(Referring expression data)

- - - -

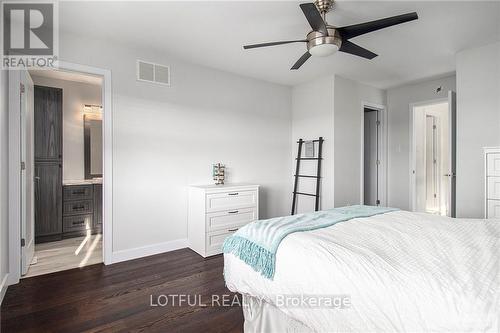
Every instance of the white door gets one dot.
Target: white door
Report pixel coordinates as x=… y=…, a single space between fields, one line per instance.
x=27 y=172
x=371 y=158
x=451 y=174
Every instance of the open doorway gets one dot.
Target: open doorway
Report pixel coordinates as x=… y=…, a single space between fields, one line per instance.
x=373 y=166
x=433 y=157
x=66 y=156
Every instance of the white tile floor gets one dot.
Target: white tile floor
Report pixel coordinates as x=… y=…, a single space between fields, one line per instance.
x=66 y=254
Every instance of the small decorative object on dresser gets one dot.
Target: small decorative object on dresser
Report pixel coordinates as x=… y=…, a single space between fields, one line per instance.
x=492 y=182
x=219 y=173
x=217 y=211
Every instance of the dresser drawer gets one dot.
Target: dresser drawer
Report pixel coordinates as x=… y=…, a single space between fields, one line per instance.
x=77 y=192
x=230 y=219
x=77 y=207
x=214 y=241
x=230 y=200
x=493 y=188
x=77 y=223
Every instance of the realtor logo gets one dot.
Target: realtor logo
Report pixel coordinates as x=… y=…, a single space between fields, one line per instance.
x=29 y=34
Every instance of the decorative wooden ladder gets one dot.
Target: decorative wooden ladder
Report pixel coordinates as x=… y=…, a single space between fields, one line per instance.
x=298 y=175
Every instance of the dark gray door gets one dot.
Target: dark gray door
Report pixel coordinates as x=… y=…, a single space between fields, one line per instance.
x=48 y=123
x=48 y=198
x=371 y=157
x=98 y=206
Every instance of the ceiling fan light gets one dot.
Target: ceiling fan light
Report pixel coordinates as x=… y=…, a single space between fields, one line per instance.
x=323 y=50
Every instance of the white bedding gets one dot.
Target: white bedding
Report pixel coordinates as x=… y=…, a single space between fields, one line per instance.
x=402 y=271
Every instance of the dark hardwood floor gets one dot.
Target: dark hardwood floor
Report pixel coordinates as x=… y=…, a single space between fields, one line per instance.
x=117 y=298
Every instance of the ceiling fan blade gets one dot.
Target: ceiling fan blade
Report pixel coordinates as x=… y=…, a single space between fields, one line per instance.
x=351 y=48
x=364 y=28
x=314 y=17
x=273 y=44
x=301 y=61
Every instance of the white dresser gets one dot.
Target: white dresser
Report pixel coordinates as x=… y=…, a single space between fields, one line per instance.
x=217 y=211
x=492 y=182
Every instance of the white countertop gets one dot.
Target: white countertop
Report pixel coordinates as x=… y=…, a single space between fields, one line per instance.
x=227 y=185
x=82 y=181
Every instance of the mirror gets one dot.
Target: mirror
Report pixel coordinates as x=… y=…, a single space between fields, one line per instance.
x=92 y=134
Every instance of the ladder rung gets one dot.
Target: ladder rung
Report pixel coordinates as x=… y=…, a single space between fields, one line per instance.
x=303 y=141
x=308 y=158
x=309 y=194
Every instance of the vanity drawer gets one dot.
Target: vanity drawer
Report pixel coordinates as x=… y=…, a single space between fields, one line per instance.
x=77 y=223
x=228 y=220
x=230 y=200
x=77 y=207
x=77 y=192
x=214 y=241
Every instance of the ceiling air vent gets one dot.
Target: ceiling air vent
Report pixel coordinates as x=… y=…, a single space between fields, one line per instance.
x=150 y=72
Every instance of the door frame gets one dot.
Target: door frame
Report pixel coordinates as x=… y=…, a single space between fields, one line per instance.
x=383 y=152
x=412 y=159
x=15 y=166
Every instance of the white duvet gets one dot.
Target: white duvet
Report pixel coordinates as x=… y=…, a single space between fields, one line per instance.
x=404 y=272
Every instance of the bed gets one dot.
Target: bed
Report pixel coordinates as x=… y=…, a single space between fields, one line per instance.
x=393 y=272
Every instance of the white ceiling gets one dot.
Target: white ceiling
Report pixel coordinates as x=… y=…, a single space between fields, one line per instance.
x=68 y=76
x=212 y=33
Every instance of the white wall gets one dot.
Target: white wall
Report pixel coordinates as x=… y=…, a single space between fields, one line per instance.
x=312 y=117
x=4 y=180
x=75 y=96
x=398 y=108
x=349 y=96
x=166 y=138
x=478 y=123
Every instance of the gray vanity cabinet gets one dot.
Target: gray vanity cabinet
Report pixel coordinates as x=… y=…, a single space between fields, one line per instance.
x=82 y=209
x=98 y=207
x=48 y=163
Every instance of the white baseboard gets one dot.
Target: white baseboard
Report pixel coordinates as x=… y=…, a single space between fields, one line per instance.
x=145 y=251
x=3 y=287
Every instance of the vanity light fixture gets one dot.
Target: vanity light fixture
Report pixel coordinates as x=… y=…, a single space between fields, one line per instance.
x=92 y=109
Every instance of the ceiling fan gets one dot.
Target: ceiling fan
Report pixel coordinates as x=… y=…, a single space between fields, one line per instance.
x=325 y=39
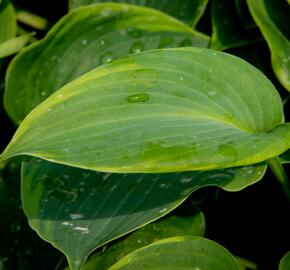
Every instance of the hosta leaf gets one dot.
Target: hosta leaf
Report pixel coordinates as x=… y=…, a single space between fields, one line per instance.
x=159 y=111
x=230 y=30
x=188 y=11
x=193 y=224
x=79 y=210
x=7 y=21
x=188 y=252
x=83 y=40
x=14 y=45
x=272 y=18
x=285 y=262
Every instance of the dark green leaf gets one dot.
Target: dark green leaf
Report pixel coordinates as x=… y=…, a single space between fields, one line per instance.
x=7 y=21
x=159 y=111
x=78 y=210
x=83 y=40
x=272 y=17
x=188 y=11
x=177 y=253
x=230 y=30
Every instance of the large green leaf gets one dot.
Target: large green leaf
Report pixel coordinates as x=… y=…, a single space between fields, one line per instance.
x=285 y=262
x=159 y=111
x=14 y=45
x=7 y=21
x=188 y=11
x=175 y=253
x=272 y=17
x=83 y=40
x=192 y=224
x=230 y=29
x=80 y=210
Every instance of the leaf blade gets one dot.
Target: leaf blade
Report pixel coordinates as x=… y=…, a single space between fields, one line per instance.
x=118 y=135
x=89 y=37
x=189 y=252
x=57 y=198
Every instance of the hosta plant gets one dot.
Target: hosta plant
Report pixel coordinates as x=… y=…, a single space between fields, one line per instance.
x=120 y=111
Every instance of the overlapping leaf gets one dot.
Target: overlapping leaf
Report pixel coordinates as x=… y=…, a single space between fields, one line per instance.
x=83 y=40
x=272 y=17
x=231 y=27
x=188 y=11
x=285 y=262
x=7 y=21
x=191 y=224
x=186 y=252
x=80 y=210
x=159 y=111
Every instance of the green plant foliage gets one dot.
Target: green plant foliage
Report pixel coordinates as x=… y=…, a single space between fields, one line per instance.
x=231 y=26
x=188 y=11
x=174 y=253
x=271 y=16
x=137 y=106
x=83 y=40
x=14 y=45
x=285 y=262
x=60 y=201
x=246 y=264
x=193 y=224
x=7 y=21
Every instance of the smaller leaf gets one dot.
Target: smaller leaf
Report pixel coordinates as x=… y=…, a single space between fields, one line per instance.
x=279 y=44
x=14 y=45
x=285 y=262
x=193 y=224
x=60 y=201
x=187 y=252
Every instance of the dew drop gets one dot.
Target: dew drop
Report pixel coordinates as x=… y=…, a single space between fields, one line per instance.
x=102 y=43
x=137 y=47
x=163 y=210
x=134 y=32
x=185 y=179
x=165 y=42
x=186 y=43
x=67 y=224
x=84 y=42
x=106 y=57
x=142 y=97
x=211 y=93
x=81 y=230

- - - -

> [What to produce] Would you retype the entries above in full, exactly as written, minus the pictures?

> [Output below]
Every instance of the white door gets one dot.
Target: white door
Report pixel coordinates as x=… y=…, a single space between fields, one line per instance.
x=27 y=172
x=371 y=158
x=451 y=174
Every instance of the open doorway gets one dot.
Target: open doorway
Report pixel coordinates as x=… y=…, a single space between fields, one line per instance.
x=373 y=166
x=433 y=157
x=66 y=156
Every instance of the white tile floor gets one dot.
Target: white tile floor
Report pixel coordinates as x=… y=…, a single space between fields, one line per instance.
x=66 y=254
Every instance of the small decorative object on dresser gets one dot.
Target: small decorative object on dresser
Report pixel coordinates as x=… y=…, a single space between fields, one line per instance.
x=492 y=182
x=219 y=173
x=217 y=211
Every instance of the dresser drawer gets one dot.
Target: dresser drawer
Report pixel coordinates as x=… y=…, a single space between fields, one line per instance.
x=77 y=192
x=230 y=219
x=77 y=207
x=214 y=241
x=230 y=200
x=493 y=188
x=77 y=223
Every instance of the realtor logo gets one dot.
Target: realtor logo
Report pixel coordinates as x=… y=…, a single space between fields, one line per instance.
x=29 y=34
Every instance of the decorative wooden ladder gets one dot.
Target: decorative wooden ladder
Report pixel coordinates as x=… y=…, a single space between fields, one line per instance.
x=298 y=175
Every instance of the dark gray door gets one dot.
Target: dark gray door
Report pixel coordinates as x=… y=…, a single space between fields, one line per instance.
x=48 y=123
x=48 y=198
x=371 y=157
x=98 y=206
Every instance of the ceiling fan light gets one dot.
Target: ceiling fan light
Report pixel coordinates as x=… y=…, a single space between fields, one line per instance.
x=323 y=50
Every instance of the white bedding gets one dot.
Target: white bedding
Report pixel coordinates as x=… y=…, a single space between fields, one line per instance.
x=402 y=271
Every instance of the dark hardwood floor gets one dot.
Target: dark hardwood floor
Report pixel coordinates as x=… y=…, a single space between fields, one line per instance.
x=117 y=298
Every instance of the ceiling fan blade gets one dot.
Target: ceiling fan blade
Report pixel coordinates as x=… y=…, a single space between fields, one line per instance.
x=351 y=48
x=364 y=28
x=314 y=17
x=273 y=44
x=301 y=61
Every instance of the white dresser gets one dot.
Target: white dresser
Report pixel coordinates as x=… y=…, a single space between fields, one line per instance.
x=217 y=211
x=492 y=182
Every instance of the white countertop gets one dot.
Target: white countertop
Report pixel coordinates as x=… y=…, a single space between fields, one line per instance.
x=227 y=185
x=82 y=181
Every instance of the mirror gets one dot.
Target: mirror
Report pixel coordinates as x=… y=…, a single space between fields, one line per instance.
x=92 y=134
Every instance of the ladder rung gets one dot.
Target: ladder rung
Report pixel coordinates as x=… y=…, a single space between fields, one line per instance.
x=303 y=141
x=308 y=158
x=309 y=194
Every instance of the vanity drawer gets one dot.
Target: vanity drawer
Report pixel coordinates as x=… y=…, a single space between fields, one line per instance.
x=77 y=223
x=228 y=220
x=230 y=200
x=77 y=207
x=77 y=192
x=214 y=241
Every instance of the ceiling air vent gets one dot.
Target: ceiling air vent
Report pixel coordinates as x=… y=…, a single space between fields, one line per instance.
x=150 y=72
Every instance of the door frame gets one dot.
Target: door frame
Report pixel coordinates as x=… y=…, a single space between fields, one line per instance.
x=383 y=152
x=412 y=159
x=15 y=166
Every instance of the white duvet gets one dot.
Target: white duvet
Report pixel coordinates as x=… y=…, a single space between fields, one line per instance.
x=404 y=272
Every instance of the bed gets one dot.
Target: bed
Report pixel coordinates as x=… y=…, a single space between fields, one line per instance.
x=393 y=272
Every instance of the white ceiling gets one dot.
Target: white ceiling
Report pixel coordinates as x=… y=…, a single space between fields, one line per instance.
x=68 y=76
x=212 y=33
Every instance of the white wall gets one dot.
Target: white wall
Report pixel coordinates as x=… y=…, a single space between fields, one line per instance.
x=312 y=117
x=4 y=180
x=75 y=96
x=398 y=108
x=349 y=96
x=166 y=138
x=478 y=123
Every instance of the gray vanity cabinet gets one dot.
Target: gray vanity cabinet
Report pixel coordinates as x=… y=…, a single space between fields, one line per instance.
x=82 y=209
x=98 y=207
x=48 y=163
Every instance of the white baseboard gets one dot.
Target: white baseboard
Report pixel coordinates as x=… y=…, a single space between fields, one line per instance.
x=145 y=251
x=3 y=287
Every instance of the vanity light fixture gets one dot.
Target: vanity light fixture
Report pixel coordinates as x=… y=…, a single space between fields, one line per instance.
x=92 y=109
Every instance of the ceiling fan gets one dot.
Target: ceiling fan
Report pixel coordinates as x=… y=…, a single space between fields, one line per instance.
x=325 y=39
Every instance of the hosta leaf gets one dot.
Target: hosta leaf
Report pixel coordinates as x=… y=…, a single space between fields, one line per instance.
x=159 y=111
x=230 y=30
x=188 y=11
x=193 y=224
x=79 y=210
x=7 y=21
x=188 y=252
x=83 y=40
x=14 y=45
x=272 y=18
x=285 y=262
Every instance of the dark green leaf gets one dot.
Target: dark green leaf
Report pixel coordinates as x=… y=…, a single space between fields, one line per instance.
x=7 y=21
x=159 y=111
x=78 y=210
x=83 y=40
x=272 y=17
x=188 y=11
x=177 y=253
x=230 y=30
Every instance of the large green leaf gets one dot.
Target: large green leaf
Report pixel coordinates as x=… y=…, a single space between fields, one line per instance.
x=285 y=262
x=159 y=111
x=14 y=45
x=7 y=21
x=188 y=11
x=175 y=253
x=272 y=17
x=83 y=40
x=192 y=224
x=230 y=29
x=80 y=210
Every instance of the leaf blade gets one dot.
Target: leaf blade
Report pixel coordinates as x=… y=…, a single space between fields, one line per instance.
x=118 y=135
x=89 y=37
x=189 y=252
x=57 y=198
Every instance of the hosta plant gets one dot.
Target: hosta plant
Report pixel coordinates as x=… y=…, a single space between fields, one line per instance.
x=120 y=111
Every instance of the overlapping leaf gets one dot.
Target: overlapping leaf
Report pixel coordinates as x=… y=…, a single space between fields, one line per instance.
x=83 y=40
x=272 y=17
x=231 y=27
x=188 y=11
x=285 y=262
x=7 y=21
x=191 y=224
x=186 y=252
x=80 y=210
x=159 y=111
Every instance of the green plant foliage gets one dot.
Target: green plant foliage
Report pixel coordinates as x=… y=…, a single space between fields, one line per instance.
x=231 y=26
x=188 y=11
x=174 y=253
x=271 y=16
x=137 y=106
x=83 y=40
x=14 y=45
x=285 y=262
x=60 y=201
x=246 y=264
x=193 y=224
x=7 y=21
Every instance of the smaller leaf gets one dot.
Target: smaller leaf
Report pixel coordinates as x=… y=…, a single space between fields, one line per instance.
x=279 y=44
x=14 y=45
x=285 y=262
x=193 y=224
x=60 y=201
x=187 y=252
Every instance of the dew drop gets one dot.
Target: dew drop
Report pixel coordinates as x=… y=…, a single space between fields, one line per instance.
x=102 y=43
x=137 y=47
x=163 y=210
x=134 y=32
x=185 y=179
x=165 y=42
x=186 y=43
x=67 y=224
x=84 y=42
x=106 y=57
x=142 y=97
x=211 y=93
x=81 y=230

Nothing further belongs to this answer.